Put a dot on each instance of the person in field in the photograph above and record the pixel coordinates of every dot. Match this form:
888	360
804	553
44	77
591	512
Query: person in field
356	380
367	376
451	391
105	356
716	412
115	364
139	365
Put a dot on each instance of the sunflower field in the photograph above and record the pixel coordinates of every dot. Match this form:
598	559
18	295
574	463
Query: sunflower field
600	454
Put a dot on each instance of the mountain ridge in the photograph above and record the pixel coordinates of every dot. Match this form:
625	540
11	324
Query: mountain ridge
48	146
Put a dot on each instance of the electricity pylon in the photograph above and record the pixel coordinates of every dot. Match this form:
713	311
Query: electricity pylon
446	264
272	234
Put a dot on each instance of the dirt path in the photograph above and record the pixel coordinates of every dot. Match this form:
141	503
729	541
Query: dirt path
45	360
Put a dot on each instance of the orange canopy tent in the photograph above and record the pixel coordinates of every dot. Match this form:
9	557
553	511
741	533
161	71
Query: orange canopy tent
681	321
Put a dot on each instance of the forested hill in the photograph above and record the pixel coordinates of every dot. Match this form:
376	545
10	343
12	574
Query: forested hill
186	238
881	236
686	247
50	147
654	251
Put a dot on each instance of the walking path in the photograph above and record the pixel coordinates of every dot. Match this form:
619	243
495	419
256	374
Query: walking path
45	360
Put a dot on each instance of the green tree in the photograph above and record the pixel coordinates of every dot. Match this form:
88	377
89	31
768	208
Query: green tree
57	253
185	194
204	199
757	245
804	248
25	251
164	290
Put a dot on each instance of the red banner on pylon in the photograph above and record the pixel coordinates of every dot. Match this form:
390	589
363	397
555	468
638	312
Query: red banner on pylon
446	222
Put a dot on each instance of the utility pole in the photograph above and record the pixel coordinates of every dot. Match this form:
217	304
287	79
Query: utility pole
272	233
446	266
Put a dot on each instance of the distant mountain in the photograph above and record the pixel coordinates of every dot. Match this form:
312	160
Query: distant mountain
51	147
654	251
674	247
::::::::
### EXERCISE DESCRIPTION
Present every one of the lines above as a numbered list, skipping any blank lines.

### FINAL RESULT
1. Put a dot on each instance of the person in field in the photograph above and record the pixel coordinates of every dot. Match this form:
2. 888	360
3. 804	553
4. 44	77
5. 591	512
6. Query: person in field
7. 356	380
8. 367	376
9. 451	391
10. 105	356
11. 716	412
12. 115	364
13. 139	365
14. Put a dot on each instance of the sunflower field in the photograph above and record the pixel coordinates of every dot. Match this form:
15. 598	559
16. 18	295
17. 574	463
18. Query: sunflower field
19. 600	454
20. Put a dot on each instance of the mountain ridge in the photograph above and record the pixel coordinates of every dot. Match this form:
21. 625	540
22. 11	324
23. Query: mountain ridge
24. 48	146
25. Put a dot on each instance of the electricity pylon in the photograph above and record the pixel coordinates of every dot. Match this form:
26. 713	311
27. Query: electricity pylon
28. 446	264
29. 272	234
30. Put a dot on each instance of the dirt path in the photograph above and record the pixel coordinates of every dot. Match this form:
31. 141	503
32. 729	541
33. Query: dirt path
34. 45	360
35. Put a dot on each instance of the orange canopy tent in the photograph above and record the pixel coordinates of every dot. Match this form:
36. 9	557
37. 553	511
38. 741	533
39. 161	71
40. Query: orange canopy tent
41. 681	321
42. Put a dot on each instance of the forested hill in the photograph above and record the pixel coordinates of every dot. Match this form:
43. 376	545
44. 10	343
45. 12	574
46. Query: forested hill
47. 186	238
48. 881	236
49. 686	247
50. 50	147
51. 654	251
52. Put a dot on each instance of the walking path in the photograph above and record the pixel coordinates of every dot. Match this form:
53. 619	243
54. 495	419
55. 256	374
56. Query: walking path
57. 45	360
58. Put a dot on each instance of the green tree in the photograph above and record the pixel coordinates of every dot. Match this form:
59. 88	377
60. 89	31
61. 768	208
62. Query: green tree
63. 57	253
64. 185	194
65. 204	199
66. 757	245
67. 804	248
68. 25	251
69. 164	290
70. Put a dot on each instance of the red banner on pylon in the photograph above and record the pixel coordinates of every dot. Match this form:
71. 390	589
72. 363	397
73. 555	468
74. 638	312
75. Query: red banner on pylon
76. 446	222
77. Put a dot on each instance of the utility pole in the photograph above and record the pixel coordinates of every dot. Match this form:
78. 217	304
79. 287	79
80. Query: utility pole
81. 272	233
82. 446	266
83. Put a dot on each instance of the distant mountain in the photograph above and record the pixel coordinates of every dot. Match this form:
84. 312	160
85. Query: distant mountain
86. 51	147
87. 654	251
88. 674	247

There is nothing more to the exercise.